>> Start

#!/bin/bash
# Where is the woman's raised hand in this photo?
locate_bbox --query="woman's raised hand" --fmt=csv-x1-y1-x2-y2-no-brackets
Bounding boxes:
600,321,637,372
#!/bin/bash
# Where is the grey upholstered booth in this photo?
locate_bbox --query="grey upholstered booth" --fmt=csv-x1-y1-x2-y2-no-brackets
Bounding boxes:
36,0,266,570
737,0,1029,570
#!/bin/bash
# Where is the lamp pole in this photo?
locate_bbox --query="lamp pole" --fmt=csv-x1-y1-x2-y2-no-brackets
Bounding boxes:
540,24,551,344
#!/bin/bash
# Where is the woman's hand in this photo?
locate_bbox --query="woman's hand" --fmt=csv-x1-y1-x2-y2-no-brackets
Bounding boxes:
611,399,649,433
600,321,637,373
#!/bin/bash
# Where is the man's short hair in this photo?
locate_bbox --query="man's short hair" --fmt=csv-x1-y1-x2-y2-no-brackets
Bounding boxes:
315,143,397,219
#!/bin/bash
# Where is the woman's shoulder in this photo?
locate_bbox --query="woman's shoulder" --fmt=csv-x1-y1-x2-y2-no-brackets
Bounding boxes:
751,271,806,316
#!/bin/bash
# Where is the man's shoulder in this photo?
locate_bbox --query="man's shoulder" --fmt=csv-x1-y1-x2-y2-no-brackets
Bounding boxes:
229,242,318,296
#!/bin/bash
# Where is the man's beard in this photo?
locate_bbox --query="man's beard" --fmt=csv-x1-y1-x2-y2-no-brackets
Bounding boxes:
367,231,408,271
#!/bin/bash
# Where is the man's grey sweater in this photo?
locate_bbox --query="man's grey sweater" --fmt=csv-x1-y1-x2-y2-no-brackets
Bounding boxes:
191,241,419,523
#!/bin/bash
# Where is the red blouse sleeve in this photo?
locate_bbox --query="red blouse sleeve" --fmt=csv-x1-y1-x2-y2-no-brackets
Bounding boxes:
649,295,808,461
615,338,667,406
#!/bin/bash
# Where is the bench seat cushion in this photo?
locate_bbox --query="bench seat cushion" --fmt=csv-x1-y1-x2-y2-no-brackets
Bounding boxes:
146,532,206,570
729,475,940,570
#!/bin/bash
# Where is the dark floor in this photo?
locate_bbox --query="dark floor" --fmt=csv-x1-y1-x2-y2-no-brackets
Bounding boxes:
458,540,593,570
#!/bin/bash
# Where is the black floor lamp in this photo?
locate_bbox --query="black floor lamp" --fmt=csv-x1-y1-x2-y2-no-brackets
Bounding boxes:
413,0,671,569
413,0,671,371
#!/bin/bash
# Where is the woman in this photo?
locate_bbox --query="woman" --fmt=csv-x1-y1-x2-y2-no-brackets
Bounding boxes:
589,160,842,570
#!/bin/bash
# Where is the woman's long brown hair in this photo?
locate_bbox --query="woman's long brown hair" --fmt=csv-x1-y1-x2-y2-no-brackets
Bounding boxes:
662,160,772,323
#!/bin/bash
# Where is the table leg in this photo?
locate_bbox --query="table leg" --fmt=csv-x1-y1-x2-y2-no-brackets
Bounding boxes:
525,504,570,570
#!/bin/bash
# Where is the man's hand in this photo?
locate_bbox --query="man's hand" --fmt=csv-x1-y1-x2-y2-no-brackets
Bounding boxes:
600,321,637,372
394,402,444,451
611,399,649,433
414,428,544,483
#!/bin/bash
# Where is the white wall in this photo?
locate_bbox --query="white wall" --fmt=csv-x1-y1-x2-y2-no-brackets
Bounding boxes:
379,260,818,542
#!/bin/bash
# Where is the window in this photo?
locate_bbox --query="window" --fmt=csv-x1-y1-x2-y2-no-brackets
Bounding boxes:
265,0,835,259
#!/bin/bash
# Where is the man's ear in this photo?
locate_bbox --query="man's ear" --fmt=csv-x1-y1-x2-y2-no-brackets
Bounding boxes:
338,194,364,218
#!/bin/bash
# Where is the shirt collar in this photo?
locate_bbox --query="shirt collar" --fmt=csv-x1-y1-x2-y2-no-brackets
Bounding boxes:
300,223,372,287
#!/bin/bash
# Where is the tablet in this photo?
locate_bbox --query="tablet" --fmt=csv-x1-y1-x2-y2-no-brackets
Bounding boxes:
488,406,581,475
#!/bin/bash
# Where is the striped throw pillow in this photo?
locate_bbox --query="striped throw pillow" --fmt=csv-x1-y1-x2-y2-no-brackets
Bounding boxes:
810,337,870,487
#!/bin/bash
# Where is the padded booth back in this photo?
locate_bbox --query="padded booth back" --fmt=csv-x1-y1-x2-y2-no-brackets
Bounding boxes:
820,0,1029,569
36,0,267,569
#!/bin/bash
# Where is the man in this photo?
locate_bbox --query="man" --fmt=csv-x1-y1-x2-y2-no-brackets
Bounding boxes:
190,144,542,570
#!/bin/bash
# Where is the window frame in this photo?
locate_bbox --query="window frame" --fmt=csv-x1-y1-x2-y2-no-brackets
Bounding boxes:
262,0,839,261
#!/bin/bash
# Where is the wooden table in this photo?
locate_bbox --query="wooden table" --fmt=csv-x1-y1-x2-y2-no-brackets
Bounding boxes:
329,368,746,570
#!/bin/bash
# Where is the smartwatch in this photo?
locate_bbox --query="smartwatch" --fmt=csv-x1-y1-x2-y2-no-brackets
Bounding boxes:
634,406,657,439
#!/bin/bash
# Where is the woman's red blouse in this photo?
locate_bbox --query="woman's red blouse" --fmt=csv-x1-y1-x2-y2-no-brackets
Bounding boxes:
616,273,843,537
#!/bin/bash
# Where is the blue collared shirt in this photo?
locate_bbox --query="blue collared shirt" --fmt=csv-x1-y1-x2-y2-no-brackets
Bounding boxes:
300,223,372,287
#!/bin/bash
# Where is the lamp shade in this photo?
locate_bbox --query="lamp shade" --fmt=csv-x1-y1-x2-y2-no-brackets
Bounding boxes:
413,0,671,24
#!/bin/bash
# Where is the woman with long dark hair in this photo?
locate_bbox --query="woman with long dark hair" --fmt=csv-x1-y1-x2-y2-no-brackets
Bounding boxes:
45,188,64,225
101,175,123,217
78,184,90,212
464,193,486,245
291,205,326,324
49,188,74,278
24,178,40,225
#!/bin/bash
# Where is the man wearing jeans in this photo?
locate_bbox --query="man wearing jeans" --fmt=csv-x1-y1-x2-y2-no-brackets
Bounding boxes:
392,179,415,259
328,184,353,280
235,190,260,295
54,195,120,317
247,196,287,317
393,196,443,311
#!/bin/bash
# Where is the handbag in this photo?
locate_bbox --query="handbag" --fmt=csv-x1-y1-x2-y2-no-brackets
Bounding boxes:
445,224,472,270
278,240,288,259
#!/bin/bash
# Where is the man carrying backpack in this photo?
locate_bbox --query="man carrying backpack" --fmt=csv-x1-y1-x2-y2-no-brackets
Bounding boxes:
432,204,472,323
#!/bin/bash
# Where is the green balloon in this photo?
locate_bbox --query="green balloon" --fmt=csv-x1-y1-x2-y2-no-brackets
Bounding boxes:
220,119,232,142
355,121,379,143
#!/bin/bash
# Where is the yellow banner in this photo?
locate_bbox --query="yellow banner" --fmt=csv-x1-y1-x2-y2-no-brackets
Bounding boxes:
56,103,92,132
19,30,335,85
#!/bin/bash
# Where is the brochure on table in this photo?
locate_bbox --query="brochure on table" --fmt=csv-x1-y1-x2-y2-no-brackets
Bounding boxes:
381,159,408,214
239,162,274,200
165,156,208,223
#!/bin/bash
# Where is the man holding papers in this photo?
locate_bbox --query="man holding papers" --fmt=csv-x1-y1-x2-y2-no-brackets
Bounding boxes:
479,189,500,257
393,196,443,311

>> End

(PROMPT):
Write out the lines of the listing as a numbered list, from its first line up to and including the line that contains "737,0,1029,570", and leave out any blank lines.

(ANSWER TO THIS EXERCISE):
1. #!/bin/bash
2. # Where is the woman's raised hand in this photo?
3. locate_bbox --query="woman's raised hand" --fmt=csv-x1-y1-x2-y2-no-brackets
4. Bounding boxes:
5. 600,321,637,372
6. #!/bin/bash
7. # Where is the grey upholstered booth in this photo?
8. locate_bbox --query="grey upholstered booth" --fmt=csv-x1-y1-x2-y2-no-brackets
9. Bounding boxes:
10. 36,0,266,570
11. 737,0,1029,570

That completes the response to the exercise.